| Исходный текст |

■ ■ ■ ■ ■

Я родился 23 сентября 1923 года на берегу Волги, в селе Воздвиженская Горьковской области.
19 июня 1941 года окончил среднюю школу и нам сказали прийти 22 июня на выпускной вечер. Я в 30 км от школы жил, так что мы, с ребятами, уже 21 июня пришли к школе, переночевали на съемных квартирках, а 22 июня началась война. Разумеется, торжество отменили. В школу пришел работник военкомата и сказал, чтобы все, кому исполнилось 18 лет, шли в военкомат, для получения направления в военное училище. Мне тогда еще 17 лет было, и меня не взяли. Потом военкомат получил распоряжение, которое предписывало все, имеющих среднее образование, направлять в военные училища, офицеров не хватало. Так в декабре 1941 года я попал в Горьковское училище зенитной артиллерии.
В аудиториях мы практически не занимались. Учились прямо на огневых позициях. Из курсантов были сформированы зенитные батареи, которые прикрывали Горький, там много объектов было – автомобильный, авиационный заводу и т.д. – на этих батареях мы и учились. Там и теоретические занятия проводили, и практические.
Программа в училище была ускоренной, так что в декабре 1942 года нам объявили, что учеба окончилась. На нашем курсе 100 человек было, так 25 человек, в том числе и я, были направлены на Ленинградский фронт, в Ленинградскую армию ПВО, другие на Сталинградский, а некоторых оставили в училище, обучать вновь прибывших. В декабре 1942 года наша партия, через Москву, прибыла к Ладожскому озеру.
Мы знали, что вся связь с Ленинградом идет через Дорогу жизни, нам в училище показывали небольшие фильмы, но, когда мы прибыли, Ладога еще не замерзла, не смотря на то, что мороз был 25 градусов. Понятно, никакой автомобильной дороги не было. Вместо этого в Ленинград ходил ледокол, который тянул за собой две баржи. К озеру мы прибыли с рассветом, а ледокол только ночью ходил, так что нам надо было ждать. И вот там я такое увидел… На всю жизнь запомнил…
Мы на берегу стояли, на Ладогу смотрели, а тут немцы из Шлиссельбурга открыли огонь по станции, там в это время разгружали снаряды. Нам сказали, чтобы мы ушли с берега, шли к теплушкам, и там бы уже ждали. Подошли к теплушкам, смотрим, недалеко бугорок возвышается, накрытый брезентом. Нам интересно стало, так что мы уговорили командира взвода, лейтенанта Соловьева и он разрешил нам сбегать, посмотреть. Только сказал, чтобы мы не опоздали.

■ ■ ■ ■ ■

| Перечень записей |
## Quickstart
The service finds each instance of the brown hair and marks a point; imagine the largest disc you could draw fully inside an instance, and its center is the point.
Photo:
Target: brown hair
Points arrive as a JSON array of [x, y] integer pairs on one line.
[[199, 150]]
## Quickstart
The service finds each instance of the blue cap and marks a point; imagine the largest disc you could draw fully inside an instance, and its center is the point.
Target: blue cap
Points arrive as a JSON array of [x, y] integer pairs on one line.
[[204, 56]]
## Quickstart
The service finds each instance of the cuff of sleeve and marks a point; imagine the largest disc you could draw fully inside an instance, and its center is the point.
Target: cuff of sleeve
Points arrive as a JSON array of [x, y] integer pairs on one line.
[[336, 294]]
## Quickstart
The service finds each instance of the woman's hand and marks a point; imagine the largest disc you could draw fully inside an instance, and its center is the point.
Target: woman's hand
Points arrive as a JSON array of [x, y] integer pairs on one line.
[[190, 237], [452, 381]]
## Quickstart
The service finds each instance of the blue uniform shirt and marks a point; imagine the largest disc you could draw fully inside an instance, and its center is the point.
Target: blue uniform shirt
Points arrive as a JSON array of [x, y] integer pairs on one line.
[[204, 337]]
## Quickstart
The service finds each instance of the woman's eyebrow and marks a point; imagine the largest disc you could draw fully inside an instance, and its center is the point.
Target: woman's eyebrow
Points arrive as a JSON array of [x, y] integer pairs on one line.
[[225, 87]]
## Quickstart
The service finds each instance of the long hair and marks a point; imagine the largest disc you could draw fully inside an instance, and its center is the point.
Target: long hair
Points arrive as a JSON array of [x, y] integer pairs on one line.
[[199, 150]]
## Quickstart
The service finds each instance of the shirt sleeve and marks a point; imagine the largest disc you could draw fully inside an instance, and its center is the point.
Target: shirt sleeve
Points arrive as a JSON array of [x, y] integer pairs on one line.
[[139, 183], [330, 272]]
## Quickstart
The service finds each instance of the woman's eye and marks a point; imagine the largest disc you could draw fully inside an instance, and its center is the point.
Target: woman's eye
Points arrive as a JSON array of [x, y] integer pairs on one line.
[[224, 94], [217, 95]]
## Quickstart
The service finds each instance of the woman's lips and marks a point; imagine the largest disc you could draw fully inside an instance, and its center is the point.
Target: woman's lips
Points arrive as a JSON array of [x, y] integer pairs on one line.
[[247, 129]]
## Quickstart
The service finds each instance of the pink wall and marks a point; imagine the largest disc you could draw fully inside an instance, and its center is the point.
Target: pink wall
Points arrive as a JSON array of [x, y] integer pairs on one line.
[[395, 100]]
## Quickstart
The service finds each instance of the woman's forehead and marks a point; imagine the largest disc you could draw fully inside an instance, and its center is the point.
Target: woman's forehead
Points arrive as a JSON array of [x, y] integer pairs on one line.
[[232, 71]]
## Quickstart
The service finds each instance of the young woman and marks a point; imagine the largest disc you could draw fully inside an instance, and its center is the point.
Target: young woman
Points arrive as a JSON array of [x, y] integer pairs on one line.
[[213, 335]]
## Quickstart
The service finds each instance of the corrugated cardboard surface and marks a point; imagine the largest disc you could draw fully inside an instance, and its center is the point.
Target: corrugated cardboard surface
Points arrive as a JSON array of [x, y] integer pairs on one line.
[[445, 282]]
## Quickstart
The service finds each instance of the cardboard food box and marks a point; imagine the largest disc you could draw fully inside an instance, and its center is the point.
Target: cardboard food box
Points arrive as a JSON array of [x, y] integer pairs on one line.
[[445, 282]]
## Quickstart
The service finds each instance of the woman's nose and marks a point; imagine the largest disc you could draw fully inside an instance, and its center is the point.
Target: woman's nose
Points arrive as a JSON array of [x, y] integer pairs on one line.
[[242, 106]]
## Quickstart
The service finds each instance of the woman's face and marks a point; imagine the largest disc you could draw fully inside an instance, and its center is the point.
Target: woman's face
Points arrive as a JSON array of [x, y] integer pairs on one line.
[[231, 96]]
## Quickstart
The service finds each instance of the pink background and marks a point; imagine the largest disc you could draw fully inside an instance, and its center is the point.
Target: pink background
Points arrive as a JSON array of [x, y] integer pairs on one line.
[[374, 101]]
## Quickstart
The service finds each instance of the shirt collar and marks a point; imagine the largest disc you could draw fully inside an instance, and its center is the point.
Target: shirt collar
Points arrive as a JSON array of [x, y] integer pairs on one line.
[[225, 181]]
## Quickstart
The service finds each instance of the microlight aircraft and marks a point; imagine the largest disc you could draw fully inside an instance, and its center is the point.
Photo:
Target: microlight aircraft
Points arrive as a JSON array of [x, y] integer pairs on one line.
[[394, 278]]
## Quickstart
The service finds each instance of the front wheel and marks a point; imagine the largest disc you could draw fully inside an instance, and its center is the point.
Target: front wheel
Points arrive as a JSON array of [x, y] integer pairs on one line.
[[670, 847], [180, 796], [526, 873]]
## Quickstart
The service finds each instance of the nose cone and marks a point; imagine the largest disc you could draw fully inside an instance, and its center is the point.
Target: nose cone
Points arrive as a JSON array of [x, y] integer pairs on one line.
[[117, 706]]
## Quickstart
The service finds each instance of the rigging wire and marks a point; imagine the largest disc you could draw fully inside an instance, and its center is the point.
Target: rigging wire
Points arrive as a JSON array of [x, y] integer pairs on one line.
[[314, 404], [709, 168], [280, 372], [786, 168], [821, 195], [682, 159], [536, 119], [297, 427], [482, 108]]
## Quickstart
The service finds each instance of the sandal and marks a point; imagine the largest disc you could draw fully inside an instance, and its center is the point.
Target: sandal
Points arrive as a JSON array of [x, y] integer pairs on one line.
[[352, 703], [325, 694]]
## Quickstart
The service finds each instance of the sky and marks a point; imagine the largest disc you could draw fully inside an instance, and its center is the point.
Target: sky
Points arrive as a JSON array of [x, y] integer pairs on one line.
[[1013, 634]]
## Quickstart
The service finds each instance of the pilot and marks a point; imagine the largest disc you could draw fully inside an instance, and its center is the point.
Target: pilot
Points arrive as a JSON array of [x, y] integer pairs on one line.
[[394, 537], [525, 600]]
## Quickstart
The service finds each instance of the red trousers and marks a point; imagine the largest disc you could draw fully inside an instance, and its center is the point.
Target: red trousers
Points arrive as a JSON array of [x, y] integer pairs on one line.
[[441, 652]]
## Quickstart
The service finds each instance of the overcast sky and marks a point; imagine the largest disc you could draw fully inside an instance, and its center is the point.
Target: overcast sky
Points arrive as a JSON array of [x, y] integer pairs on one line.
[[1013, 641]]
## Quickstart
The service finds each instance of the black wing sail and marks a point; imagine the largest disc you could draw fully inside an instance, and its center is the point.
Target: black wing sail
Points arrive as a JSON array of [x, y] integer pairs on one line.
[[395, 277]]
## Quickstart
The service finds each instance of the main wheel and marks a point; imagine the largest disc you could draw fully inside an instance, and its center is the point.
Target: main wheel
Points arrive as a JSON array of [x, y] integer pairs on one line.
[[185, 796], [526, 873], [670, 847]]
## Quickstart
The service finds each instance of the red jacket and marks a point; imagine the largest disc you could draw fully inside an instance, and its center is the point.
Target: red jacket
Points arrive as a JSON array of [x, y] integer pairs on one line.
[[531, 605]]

■ ■ ■ ■ ■

| Задание 1 |
Замените в исходном тексте «выпускной вечер» на «торжественный вечер» и перепишите фрагмент: начните со слов «Я родился 23» и остановитесь после слов «училище зенитной артиллерии.».
| Задание 2 |
Ответьте по исходному тексту на вопросы:
(a) В какое училище и в каком месяце и году попал рассказчик?
(b) Сколько человек было на курсе и сколько из них направили на Ленинградский фронт?
(c) Какой мороз был, когда курсанты прибыли к Ладожскому озеру?
| Задание 3 |
Кратко перескажите абзац исходного текста, который начинается словами «В аудиториях мы практически не занимались», сохранив его основные факты.

| Ваше решение 1 |
Я родился 23 сентября 1923 года на берегу Волги, в селе Воздвиженская Горьковской области.
19 июня 1941 года окончил среднюю школу и нам сказали прийти 22 июня на торжественный вечер. Я в 30 км от школы жил, так что мы, с ребятами, уже 21 июня пришли к школе, переночевали на съемных квартирках, а 22 июня началась война. Разумеется, торжество отменили. В школу пришел работник военкомата и сказал, чтобы все, кому исполнилось 18 лет, шли в военкомат, для получения направления в военное училище. Мне тогда еще 17 лет было, и меня не взяли. Потом военкомат получил распоряжение, которое предписывало все, имеющих среднее образование, направлять в военные училища, офицеров не хватало. Так в декабре 1941 года я попал в Горьковское училище зенитной артиллерии.

| Ваше решение 2 |
(a) В Горьковское училище зенитной артиллерии, в декабре 1941 года.
(b) На курсе было 100 человек, на Ленинградский фронт направили 25.
(c) Мороз был 25 градусов.

| Ваше решение 3 |
Курсанты почти не занимались в аудиториях и учились прямо на огневых позициях. Из них сформировали зенитные батареи, которые прикрывали Горький с его многочисленными объектами, в том числе автомобильным и авиационным заводами. На этих батареях проводились и теоретические, и практические занятия.